**Aim of the task**: Pull every line with "wooden" from the data below and copy it.

**Provided records**:

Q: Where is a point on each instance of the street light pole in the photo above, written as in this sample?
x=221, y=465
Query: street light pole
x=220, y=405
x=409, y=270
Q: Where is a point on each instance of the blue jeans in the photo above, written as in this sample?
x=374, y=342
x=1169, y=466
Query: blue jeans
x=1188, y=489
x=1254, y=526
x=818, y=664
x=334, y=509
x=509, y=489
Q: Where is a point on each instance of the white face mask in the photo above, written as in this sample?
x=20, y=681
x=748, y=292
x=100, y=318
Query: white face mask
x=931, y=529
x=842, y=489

--

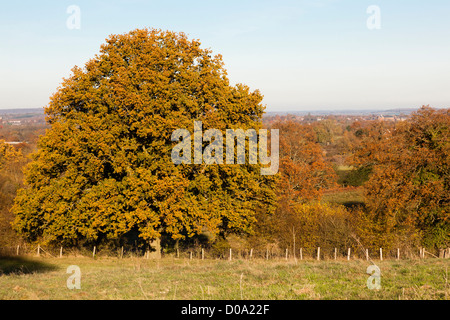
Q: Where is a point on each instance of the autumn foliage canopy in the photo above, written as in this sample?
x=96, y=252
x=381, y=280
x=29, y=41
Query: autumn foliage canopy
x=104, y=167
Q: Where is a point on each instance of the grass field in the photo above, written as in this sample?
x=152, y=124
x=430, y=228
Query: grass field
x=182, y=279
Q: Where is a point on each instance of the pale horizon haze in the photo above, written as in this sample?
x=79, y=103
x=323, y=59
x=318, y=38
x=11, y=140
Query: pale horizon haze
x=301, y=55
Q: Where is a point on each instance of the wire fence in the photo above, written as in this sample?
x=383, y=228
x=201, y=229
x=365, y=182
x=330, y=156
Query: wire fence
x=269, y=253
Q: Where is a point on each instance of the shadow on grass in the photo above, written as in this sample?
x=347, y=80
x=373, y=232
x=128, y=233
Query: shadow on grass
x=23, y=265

---

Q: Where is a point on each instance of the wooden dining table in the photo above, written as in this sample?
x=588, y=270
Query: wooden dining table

**Output of the task**:
Q: Where is a point on each instance of the wooden dining table in the photo above, written as in this sample?
Query: wooden dining table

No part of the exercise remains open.